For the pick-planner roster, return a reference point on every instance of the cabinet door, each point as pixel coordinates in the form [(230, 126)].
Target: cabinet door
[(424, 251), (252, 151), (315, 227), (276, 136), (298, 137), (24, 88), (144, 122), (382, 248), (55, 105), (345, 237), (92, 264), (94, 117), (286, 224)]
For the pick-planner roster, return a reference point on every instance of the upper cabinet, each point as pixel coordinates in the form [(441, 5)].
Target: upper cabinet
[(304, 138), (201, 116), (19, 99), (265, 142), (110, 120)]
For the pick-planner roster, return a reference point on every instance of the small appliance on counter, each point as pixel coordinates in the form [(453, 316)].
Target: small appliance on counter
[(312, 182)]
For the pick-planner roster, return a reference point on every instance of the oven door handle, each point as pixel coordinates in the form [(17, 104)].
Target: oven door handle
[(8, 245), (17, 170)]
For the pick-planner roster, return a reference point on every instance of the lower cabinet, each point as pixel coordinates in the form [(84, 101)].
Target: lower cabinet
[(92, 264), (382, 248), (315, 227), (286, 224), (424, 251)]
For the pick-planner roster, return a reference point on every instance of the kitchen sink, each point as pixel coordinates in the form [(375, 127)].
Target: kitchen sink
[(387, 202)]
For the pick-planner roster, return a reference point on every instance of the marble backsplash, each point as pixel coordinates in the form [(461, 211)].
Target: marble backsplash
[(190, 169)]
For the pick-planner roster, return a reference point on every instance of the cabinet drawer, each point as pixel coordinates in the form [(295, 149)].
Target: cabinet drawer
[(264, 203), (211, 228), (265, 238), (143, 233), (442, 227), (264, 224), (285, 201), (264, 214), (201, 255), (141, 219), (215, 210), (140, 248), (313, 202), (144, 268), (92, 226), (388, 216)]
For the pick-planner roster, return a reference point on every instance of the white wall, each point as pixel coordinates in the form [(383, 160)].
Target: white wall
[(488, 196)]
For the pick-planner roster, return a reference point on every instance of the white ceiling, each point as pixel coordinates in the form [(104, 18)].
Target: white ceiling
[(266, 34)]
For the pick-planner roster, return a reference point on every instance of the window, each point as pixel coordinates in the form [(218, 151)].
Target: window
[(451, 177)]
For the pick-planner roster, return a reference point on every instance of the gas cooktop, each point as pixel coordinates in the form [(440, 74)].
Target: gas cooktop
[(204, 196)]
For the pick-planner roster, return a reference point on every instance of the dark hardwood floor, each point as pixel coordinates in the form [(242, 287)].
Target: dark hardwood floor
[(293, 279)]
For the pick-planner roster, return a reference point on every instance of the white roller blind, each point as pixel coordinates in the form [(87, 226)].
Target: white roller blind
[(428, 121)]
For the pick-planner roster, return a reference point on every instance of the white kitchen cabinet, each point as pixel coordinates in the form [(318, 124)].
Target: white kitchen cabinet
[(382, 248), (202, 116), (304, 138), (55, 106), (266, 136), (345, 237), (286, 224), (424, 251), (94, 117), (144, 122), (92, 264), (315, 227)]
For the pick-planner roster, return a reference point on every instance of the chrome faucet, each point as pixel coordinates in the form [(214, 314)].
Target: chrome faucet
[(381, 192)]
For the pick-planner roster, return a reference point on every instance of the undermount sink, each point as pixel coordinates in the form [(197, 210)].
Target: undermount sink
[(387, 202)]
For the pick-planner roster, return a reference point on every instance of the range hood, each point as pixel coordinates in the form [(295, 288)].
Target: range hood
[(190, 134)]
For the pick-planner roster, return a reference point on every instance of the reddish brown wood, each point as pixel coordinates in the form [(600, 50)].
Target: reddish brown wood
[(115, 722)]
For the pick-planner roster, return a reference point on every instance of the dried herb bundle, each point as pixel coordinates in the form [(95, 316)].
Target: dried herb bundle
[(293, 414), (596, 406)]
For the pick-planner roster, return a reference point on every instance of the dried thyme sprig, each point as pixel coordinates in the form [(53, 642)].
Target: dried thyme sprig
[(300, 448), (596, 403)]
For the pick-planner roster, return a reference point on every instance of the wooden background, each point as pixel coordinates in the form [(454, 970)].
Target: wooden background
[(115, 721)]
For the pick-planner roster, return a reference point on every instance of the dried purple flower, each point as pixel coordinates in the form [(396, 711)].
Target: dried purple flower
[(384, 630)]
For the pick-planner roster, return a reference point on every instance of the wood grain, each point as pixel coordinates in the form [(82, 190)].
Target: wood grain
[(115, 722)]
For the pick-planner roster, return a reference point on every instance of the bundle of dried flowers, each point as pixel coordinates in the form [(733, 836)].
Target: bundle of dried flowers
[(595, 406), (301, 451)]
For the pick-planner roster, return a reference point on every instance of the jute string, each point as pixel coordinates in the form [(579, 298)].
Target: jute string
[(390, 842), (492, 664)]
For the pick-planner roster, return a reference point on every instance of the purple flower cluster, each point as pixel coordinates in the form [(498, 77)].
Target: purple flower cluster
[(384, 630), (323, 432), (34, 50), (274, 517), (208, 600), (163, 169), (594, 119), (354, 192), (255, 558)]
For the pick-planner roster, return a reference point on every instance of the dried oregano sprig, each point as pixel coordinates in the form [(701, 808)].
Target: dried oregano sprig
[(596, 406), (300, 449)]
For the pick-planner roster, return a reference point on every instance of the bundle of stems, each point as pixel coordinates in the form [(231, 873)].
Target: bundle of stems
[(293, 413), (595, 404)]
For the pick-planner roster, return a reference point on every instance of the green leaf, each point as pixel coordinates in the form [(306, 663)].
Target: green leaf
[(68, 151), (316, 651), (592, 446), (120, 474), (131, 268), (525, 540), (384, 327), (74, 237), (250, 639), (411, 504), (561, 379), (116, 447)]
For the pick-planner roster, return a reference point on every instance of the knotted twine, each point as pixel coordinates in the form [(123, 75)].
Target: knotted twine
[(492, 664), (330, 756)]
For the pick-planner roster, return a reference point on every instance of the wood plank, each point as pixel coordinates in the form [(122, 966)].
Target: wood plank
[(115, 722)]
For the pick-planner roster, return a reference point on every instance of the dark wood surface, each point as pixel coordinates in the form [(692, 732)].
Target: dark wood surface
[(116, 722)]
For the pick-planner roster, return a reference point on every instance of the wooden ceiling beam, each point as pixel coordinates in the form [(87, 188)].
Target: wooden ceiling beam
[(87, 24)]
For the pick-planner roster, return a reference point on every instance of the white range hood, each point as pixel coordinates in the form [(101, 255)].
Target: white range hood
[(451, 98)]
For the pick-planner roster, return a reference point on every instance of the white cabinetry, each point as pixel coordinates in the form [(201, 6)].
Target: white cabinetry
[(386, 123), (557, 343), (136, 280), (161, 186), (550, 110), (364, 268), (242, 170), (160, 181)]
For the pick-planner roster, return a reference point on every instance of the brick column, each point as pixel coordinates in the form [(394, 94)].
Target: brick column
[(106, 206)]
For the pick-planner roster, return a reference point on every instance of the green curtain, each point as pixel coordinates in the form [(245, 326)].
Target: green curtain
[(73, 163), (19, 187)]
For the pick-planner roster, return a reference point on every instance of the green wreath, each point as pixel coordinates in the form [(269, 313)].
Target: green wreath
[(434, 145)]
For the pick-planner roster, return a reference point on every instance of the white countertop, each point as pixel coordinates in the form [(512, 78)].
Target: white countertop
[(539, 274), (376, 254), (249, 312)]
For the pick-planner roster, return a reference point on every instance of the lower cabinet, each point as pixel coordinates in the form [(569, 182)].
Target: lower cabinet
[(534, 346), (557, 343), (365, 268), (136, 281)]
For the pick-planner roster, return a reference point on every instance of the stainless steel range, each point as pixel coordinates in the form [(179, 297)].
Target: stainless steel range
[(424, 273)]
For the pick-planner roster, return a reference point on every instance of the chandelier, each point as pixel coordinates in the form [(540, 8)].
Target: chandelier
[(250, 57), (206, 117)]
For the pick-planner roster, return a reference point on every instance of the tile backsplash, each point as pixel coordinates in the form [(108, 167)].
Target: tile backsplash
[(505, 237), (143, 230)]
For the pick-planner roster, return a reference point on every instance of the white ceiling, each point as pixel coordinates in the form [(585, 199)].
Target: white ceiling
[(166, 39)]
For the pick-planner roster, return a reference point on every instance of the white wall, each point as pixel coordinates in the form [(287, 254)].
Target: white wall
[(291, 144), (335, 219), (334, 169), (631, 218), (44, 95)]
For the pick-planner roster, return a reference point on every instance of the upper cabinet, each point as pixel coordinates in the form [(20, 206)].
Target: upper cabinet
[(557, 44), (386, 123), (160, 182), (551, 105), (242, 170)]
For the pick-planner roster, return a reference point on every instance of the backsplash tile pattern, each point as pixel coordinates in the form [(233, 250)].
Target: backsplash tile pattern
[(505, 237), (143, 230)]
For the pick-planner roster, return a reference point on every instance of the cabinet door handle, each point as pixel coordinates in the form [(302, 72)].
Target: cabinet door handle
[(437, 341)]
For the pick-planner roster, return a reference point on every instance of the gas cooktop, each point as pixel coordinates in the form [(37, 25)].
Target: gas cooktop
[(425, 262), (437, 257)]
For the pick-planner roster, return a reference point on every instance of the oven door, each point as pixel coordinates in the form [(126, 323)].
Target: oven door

· · · · ·

STATED TASK:
Give the listing lines between the line holding "form [(201, 6)]." and the line holding "Target: white cabinetry", inclusive, as a Markdown table with the columns No. and Line, leaving out any blank lines.

REPLY:
| No. | Line |
|---|---|
| 1 | For the pick-planner roster, return a reference point on every instance of the white cabinetry, each point as pixel coordinates in the form [(201, 6)]. |
| 2 | Target: white cabinetry |